- [Goal]: Can you repeat the records word for word, starting at the line that contains "Return the segmentation of every instance of the green" and ending at the line that contains "286), (428, 286)]"?

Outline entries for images
_ _ _

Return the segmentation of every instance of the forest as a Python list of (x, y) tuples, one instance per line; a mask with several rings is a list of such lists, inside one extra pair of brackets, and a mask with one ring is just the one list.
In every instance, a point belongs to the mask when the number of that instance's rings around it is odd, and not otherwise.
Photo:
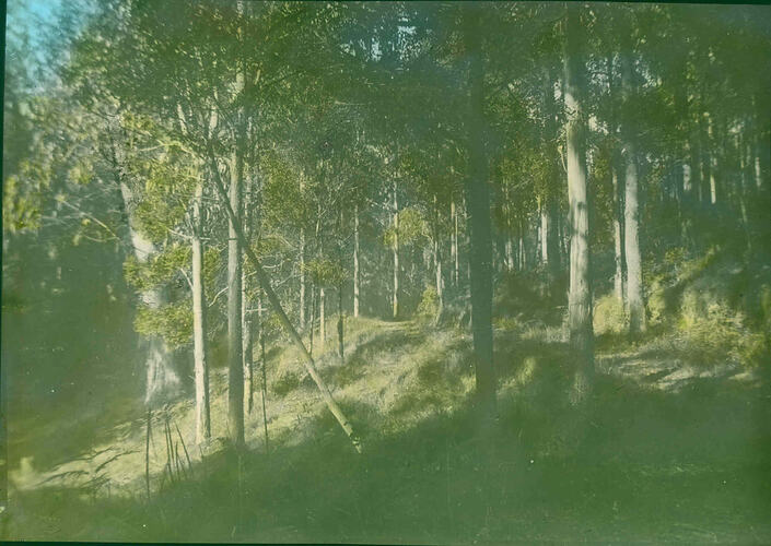
[(9, 0), (0, 538), (771, 542), (771, 8)]

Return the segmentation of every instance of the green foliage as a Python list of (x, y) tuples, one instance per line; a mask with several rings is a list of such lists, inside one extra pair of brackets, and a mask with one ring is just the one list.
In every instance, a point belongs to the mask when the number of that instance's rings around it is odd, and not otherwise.
[(140, 306), (135, 328), (142, 335), (163, 337), (171, 347), (192, 343), (192, 309), (183, 300), (157, 309)]
[[(124, 263), (126, 281), (138, 290), (154, 288), (174, 278), (179, 274), (180, 269), (187, 270), (190, 264), (190, 252), (188, 246), (173, 245), (145, 262), (140, 262), (136, 257), (129, 256)], [(208, 271), (207, 262), (205, 262), (205, 273), (213, 277), (212, 270), (217, 268), (219, 256), (213, 249), (209, 249), (207, 254), (210, 259)]]
[(305, 262), (305, 271), (318, 286), (337, 287), (347, 278), (342, 265), (325, 258)]
[(281, 377), (273, 381), (271, 390), (278, 396), (283, 397), (297, 387), (300, 387), (300, 377), (293, 371), (285, 371)]
[[(428, 234), (428, 223), (420, 210), (409, 206), (399, 211), (399, 245), (408, 246), (417, 242)], [(396, 229), (390, 226), (383, 233), (383, 244), (393, 247)]]
[(30, 190), (16, 175), (5, 178), (2, 195), (3, 229), (11, 233), (40, 227), (42, 194)]
[(606, 294), (597, 299), (593, 311), (596, 334), (620, 334), (629, 328), (623, 301), (615, 294)]
[(416, 310), (417, 318), (422, 321), (433, 320), (439, 313), (439, 295), (434, 286), (428, 286)]
[(677, 324), (689, 356), (697, 363), (719, 364), (726, 358), (757, 366), (771, 357), (768, 333), (752, 332), (746, 317), (721, 301), (704, 301), (687, 290)]

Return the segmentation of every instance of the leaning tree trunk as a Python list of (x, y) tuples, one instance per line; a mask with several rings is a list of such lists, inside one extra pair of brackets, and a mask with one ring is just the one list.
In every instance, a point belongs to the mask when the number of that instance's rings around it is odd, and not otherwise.
[(616, 265), (614, 273), (614, 294), (616, 295), (616, 298), (623, 304), (623, 213), (621, 210), (621, 193), (618, 183), (618, 170), (615, 166), (611, 166), (610, 168), (610, 179), (612, 180), (614, 191), (614, 263)]
[(342, 283), (337, 288), (337, 354), (340, 360), (346, 363), (344, 346), (343, 346), (343, 321), (342, 321)]
[[(208, 152), (209, 152), (210, 161), (213, 163), (214, 162), (213, 151), (210, 149)], [(219, 170), (215, 170), (215, 173), (219, 174)], [(248, 245), (245, 245), (244, 232), (241, 227), (241, 222), (238, 219), (238, 216), (236, 215), (235, 210), (231, 205), (230, 200), (227, 199), (227, 194), (225, 193), (224, 185), (219, 177), (215, 179), (215, 185), (217, 185), (217, 191), (220, 193), (220, 197), (222, 198), (223, 204), (225, 206), (225, 212), (227, 213), (227, 217), (230, 218), (231, 227), (235, 232), (235, 238), (242, 245), (244, 245), (244, 251), (246, 252), (246, 258), (248, 258), (249, 262), (252, 262), (252, 265), (255, 268), (255, 273), (257, 275), (257, 282), (259, 283), (260, 287), (262, 288), (262, 292), (265, 292), (265, 295), (268, 298), (268, 301), (270, 301), (270, 305), (273, 308), (273, 311), (276, 312), (276, 314), (278, 316), (279, 321), (287, 330), (287, 333), (289, 333), (290, 339), (292, 340), (292, 343), (294, 343), (294, 346), (300, 351), (300, 354), (303, 358), (303, 364), (305, 365), (305, 369), (311, 375), (311, 378), (316, 383), (316, 387), (318, 387), (318, 390), (322, 393), (322, 397), (324, 399), (324, 402), (326, 403), (327, 408), (335, 416), (335, 418), (337, 419), (337, 422), (340, 425), (340, 427), (342, 428), (342, 430), (346, 432), (348, 438), (351, 440), (351, 443), (353, 444), (355, 450), (361, 453), (360, 440), (353, 434), (353, 427), (351, 426), (351, 424), (348, 420), (348, 418), (346, 417), (346, 415), (342, 413), (342, 410), (340, 408), (340, 406), (338, 406), (337, 402), (335, 402), (335, 399), (332, 397), (331, 393), (329, 392), (329, 388), (327, 388), (326, 383), (324, 382), (324, 379), (322, 379), (322, 376), (318, 373), (318, 370), (316, 369), (316, 365), (313, 360), (313, 357), (311, 356), (308, 351), (305, 348), (305, 344), (303, 344), (303, 340), (300, 337), (297, 330), (292, 325), (292, 322), (289, 320), (287, 312), (283, 310), (283, 307), (281, 306), (281, 301), (279, 300), (278, 295), (276, 294), (272, 286), (270, 285), (270, 280), (269, 280), (268, 275), (266, 274), (265, 270), (262, 269), (262, 265), (260, 264), (260, 262), (257, 259), (257, 257), (255, 256), (255, 253), (252, 251), (252, 248)], [(238, 367), (238, 369), (241, 369), (241, 367)], [(242, 414), (242, 424), (243, 424), (243, 414)]]
[[(238, 221), (243, 217), (243, 158), (234, 152), (231, 165), (230, 206)], [(227, 423), (230, 438), (244, 443), (244, 368), (242, 341), (241, 239), (233, 221), (227, 226)]]
[(460, 268), (458, 263), (458, 212), (455, 210), (455, 198), (453, 198), (453, 201), (449, 203), (449, 216), (453, 222), (453, 236), (449, 248), (451, 261), (453, 263), (452, 281), (453, 288), (457, 289), (458, 277), (460, 276), (458, 272)]
[(570, 203), (570, 293), (568, 320), (573, 348), (571, 402), (583, 403), (589, 395), (594, 377), (594, 333), (592, 330), (592, 280), (589, 273), (589, 214), (586, 182), (585, 121), (580, 90), (582, 71), (577, 55), (580, 32), (577, 7), (568, 5), (565, 17), (564, 103), (568, 158), (568, 201)]
[(318, 289), (318, 346), (324, 351), (324, 345), (327, 342), (327, 317), (325, 310), (327, 307), (326, 293), (324, 286)]
[(442, 257), (440, 256), (440, 241), (439, 241), (439, 204), (436, 195), (434, 195), (434, 237), (433, 237), (433, 254), (434, 254), (434, 273), (436, 282), (436, 298), (439, 300), (439, 309), (436, 311), (436, 322), (440, 321), (442, 317), (442, 311), (444, 310), (444, 283), (442, 275)]
[[(631, 51), (621, 56), (621, 82), (624, 103), (629, 111), (632, 92)], [(632, 335), (645, 329), (645, 305), (642, 296), (642, 263), (640, 259), (640, 202), (638, 199), (638, 157), (635, 146), (635, 128), (630, 121), (623, 121), (627, 174), (624, 183), (623, 235), (627, 262), (627, 305), (629, 306), (629, 332)]]
[(394, 179), (394, 319), (399, 316), (399, 201)]
[(243, 332), (242, 353), (244, 358), (244, 413), (252, 413), (254, 396), (254, 332), (252, 310), (247, 294), (246, 272), (241, 274), (241, 329)]
[(203, 244), (201, 199), (203, 185), (196, 186), (192, 230), (192, 354), (196, 382), (196, 443), (211, 438), (209, 410), (209, 365), (207, 361), (207, 304), (203, 289)]
[[(135, 198), (128, 181), (121, 174), (121, 162), (118, 158), (119, 150), (113, 147), (113, 167), (116, 181), (120, 188), (120, 195), (124, 200), (124, 209), (128, 216), (129, 236), (135, 257), (140, 263), (144, 263), (156, 251), (155, 245), (144, 237), (137, 226), (133, 216)], [(150, 309), (157, 309), (165, 304), (165, 295), (160, 288), (150, 288), (139, 295), (143, 306)], [(180, 381), (173, 368), (173, 354), (166, 342), (159, 335), (149, 335), (141, 340), (147, 366), (147, 383), (144, 402), (152, 407), (160, 405), (179, 392)]]
[(359, 317), (361, 271), (359, 270), (359, 204), (353, 205), (353, 317)]
[(468, 8), (464, 38), (469, 56), (468, 174), (465, 180), (470, 232), (471, 332), (477, 404), (486, 423), (495, 417), (492, 339), (492, 233), (488, 159), (484, 151), (483, 74), (479, 9)]

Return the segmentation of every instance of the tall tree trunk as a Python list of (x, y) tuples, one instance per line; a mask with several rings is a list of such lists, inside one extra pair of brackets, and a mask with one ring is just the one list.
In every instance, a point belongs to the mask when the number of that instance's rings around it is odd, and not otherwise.
[(305, 227), (300, 228), (300, 331), (305, 330)]
[(316, 331), (316, 287), (311, 285), (311, 334), (308, 339), (308, 354), (313, 356), (313, 334)]
[(257, 321), (259, 322), (259, 354), (260, 354), (260, 368), (262, 371), (262, 430), (265, 432), (265, 452), (269, 453), (270, 449), (268, 447), (268, 411), (267, 411), (267, 400), (268, 400), (268, 359), (265, 356), (265, 328), (262, 323), (262, 290), (257, 294)]
[(440, 256), (439, 242), (439, 204), (436, 195), (434, 195), (434, 237), (433, 237), (433, 254), (434, 254), (434, 277), (436, 283), (436, 298), (439, 299), (439, 309), (436, 312), (436, 321), (439, 321), (444, 309), (444, 282), (442, 277), (442, 257)]
[(211, 438), (209, 410), (209, 366), (207, 363), (207, 302), (203, 289), (203, 244), (201, 241), (201, 199), (203, 185), (196, 186), (192, 233), (192, 355), (196, 382), (196, 443)]
[[(238, 222), (243, 216), (243, 157), (234, 151), (231, 164), (230, 206)], [(241, 240), (233, 221), (227, 227), (227, 425), (230, 439), (244, 443), (244, 369), (242, 340)]]
[(243, 357), (244, 357), (244, 413), (252, 413), (254, 394), (254, 342), (253, 321), (249, 310), (249, 298), (247, 294), (246, 272), (241, 273), (241, 328), (243, 331)]
[[(621, 83), (623, 86), (624, 103), (631, 104), (633, 68), (630, 59), (631, 51), (621, 56)], [(624, 120), (623, 128), (626, 147), (626, 190), (623, 235), (624, 253), (627, 263), (627, 305), (629, 306), (629, 332), (632, 335), (645, 329), (645, 305), (642, 295), (642, 263), (640, 259), (640, 202), (638, 200), (638, 157), (636, 157), (636, 128), (630, 127)]]
[(610, 178), (614, 191), (614, 294), (619, 301), (626, 300), (623, 282), (623, 212), (621, 209), (621, 190), (618, 183), (618, 169), (611, 166)]
[(455, 198), (449, 203), (449, 215), (453, 222), (453, 237), (451, 240), (451, 260), (453, 262), (453, 287), (457, 289), (459, 278), (459, 260), (458, 260), (458, 212), (455, 210)]
[[(135, 198), (127, 180), (122, 176), (122, 162), (119, 159), (119, 151), (115, 145), (112, 149), (113, 167), (116, 181), (120, 188), (120, 195), (125, 210), (128, 214), (129, 236), (135, 257), (140, 263), (144, 263), (156, 251), (155, 245), (144, 237), (137, 226), (137, 221), (132, 211), (135, 209)], [(143, 290), (139, 295), (143, 306), (150, 309), (157, 309), (165, 304), (165, 295), (160, 288)], [(144, 403), (150, 407), (167, 402), (179, 392), (180, 381), (173, 367), (173, 354), (166, 342), (160, 335), (145, 336), (142, 340), (144, 361), (147, 366), (147, 382)]]
[(565, 16), (564, 102), (568, 158), (568, 200), (570, 203), (570, 294), (568, 319), (573, 348), (571, 402), (582, 404), (589, 395), (594, 378), (594, 332), (592, 330), (592, 278), (589, 272), (589, 215), (586, 182), (585, 121), (580, 90), (583, 67), (576, 58), (580, 7), (568, 4)]
[[(213, 162), (213, 151), (210, 149), (209, 150), (209, 155), (210, 159)], [(219, 174), (219, 171), (217, 171)], [(227, 195), (225, 193), (225, 188), (224, 185), (222, 183), (222, 180), (218, 177), (215, 178), (215, 185), (217, 185), (217, 190), (220, 193), (220, 197), (223, 200), (223, 204), (225, 205), (225, 211), (227, 213), (227, 217), (230, 218), (231, 227), (234, 228), (236, 239), (241, 242), (244, 244), (244, 233), (241, 227), (241, 222), (238, 219), (238, 216), (236, 215), (235, 210), (230, 203), (230, 200), (227, 200)], [(270, 285), (270, 280), (268, 275), (266, 274), (265, 270), (262, 269), (262, 265), (260, 264), (259, 260), (255, 256), (255, 253), (252, 251), (252, 248), (248, 246), (245, 246), (244, 251), (246, 252), (246, 257), (248, 260), (252, 262), (252, 264), (255, 268), (255, 273), (257, 275), (257, 282), (259, 282), (259, 285), (261, 286), (262, 290), (265, 292), (266, 297), (270, 301), (271, 307), (273, 308), (273, 311), (279, 318), (279, 321), (283, 325), (283, 328), (287, 330), (287, 333), (289, 333), (290, 339), (292, 340), (292, 343), (295, 345), (295, 347), (300, 351), (301, 356), (303, 357), (303, 364), (305, 365), (305, 369), (307, 372), (311, 375), (311, 378), (314, 380), (316, 383), (316, 387), (318, 387), (318, 390), (322, 393), (322, 396), (324, 397), (324, 402), (327, 405), (327, 408), (329, 412), (335, 416), (337, 419), (338, 424), (340, 425), (340, 428), (346, 432), (348, 438), (351, 440), (351, 443), (355, 448), (358, 452), (361, 453), (361, 444), (357, 436), (353, 434), (353, 428), (351, 427), (350, 422), (346, 417), (346, 415), (342, 413), (342, 410), (340, 410), (340, 406), (335, 402), (335, 399), (332, 397), (331, 393), (329, 392), (329, 389), (327, 388), (326, 383), (324, 382), (324, 379), (322, 379), (322, 376), (318, 375), (318, 370), (316, 369), (316, 365), (313, 360), (313, 357), (311, 354), (307, 352), (305, 348), (305, 345), (303, 344), (303, 340), (300, 337), (300, 334), (297, 333), (296, 329), (292, 325), (292, 322), (289, 320), (289, 317), (287, 316), (287, 312), (283, 310), (283, 307), (281, 307), (281, 301), (279, 300), (279, 297), (277, 296), (276, 292), (273, 290), (272, 286)], [(241, 369), (241, 367), (238, 367)], [(243, 383), (241, 383), (243, 387)], [(243, 429), (243, 414), (242, 414), (242, 429)]]
[(324, 345), (327, 342), (327, 317), (325, 310), (327, 308), (327, 298), (324, 286), (318, 288), (318, 346), (324, 351)]
[(359, 204), (353, 205), (353, 317), (359, 317), (361, 272), (359, 271)]
[(342, 283), (337, 288), (337, 354), (340, 360), (346, 363), (343, 346), (343, 321), (342, 321)]
[(479, 8), (466, 9), (464, 39), (469, 56), (468, 152), (465, 180), (470, 232), (471, 331), (477, 403), (486, 423), (497, 414), (492, 339), (492, 233), (488, 158), (484, 151), (483, 54)]
[(747, 159), (745, 146), (739, 134), (736, 135), (736, 150), (739, 154), (739, 209), (741, 211), (741, 223), (744, 224), (745, 237), (747, 238), (747, 251), (752, 251), (752, 226), (747, 213), (747, 198), (751, 194), (751, 187), (747, 181)]
[(394, 319), (399, 316), (399, 201), (394, 179)]
[(717, 180), (715, 171), (717, 170), (717, 145), (713, 130), (712, 116), (706, 117), (706, 142), (710, 155), (710, 203), (717, 203)]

_ _ _

- [Output for this task]:
Return the segmentation of every instance of the green foliage as a Python list of (x, y) tuples, one instance per line; a mask with several rings is a list of such lists, inside one extra pair of brackets, and a mask with one ring is just the one list.
In every instance, a point belongs to the mask when the number of that instance's rings around it is odd, and not otherwise.
[(140, 306), (135, 328), (142, 335), (163, 337), (171, 347), (192, 343), (192, 309), (183, 300), (157, 309)]
[[(124, 263), (126, 281), (138, 290), (154, 288), (174, 278), (179, 274), (180, 269), (187, 270), (190, 264), (190, 252), (188, 246), (173, 245), (145, 262), (140, 262), (136, 257), (129, 256)], [(208, 271), (207, 262), (205, 262), (205, 273), (213, 277), (212, 270), (217, 268), (219, 256), (213, 249), (209, 249), (207, 254), (210, 259)]]
[(305, 262), (305, 271), (318, 286), (337, 287), (347, 278), (342, 265), (325, 258)]
[(281, 377), (273, 381), (271, 390), (278, 396), (283, 397), (297, 387), (300, 387), (300, 377), (293, 371), (285, 371)]
[[(428, 234), (428, 223), (420, 210), (409, 206), (399, 211), (399, 245), (408, 246), (417, 242)], [(396, 229), (390, 226), (383, 233), (383, 244), (393, 247)]]
[(30, 190), (16, 175), (5, 178), (2, 195), (3, 229), (11, 233), (40, 227), (42, 194)]
[(606, 294), (597, 299), (593, 311), (596, 334), (620, 334), (629, 328), (623, 301), (615, 294)]
[(416, 310), (417, 318), (422, 321), (433, 320), (439, 313), (439, 295), (434, 286), (428, 286)]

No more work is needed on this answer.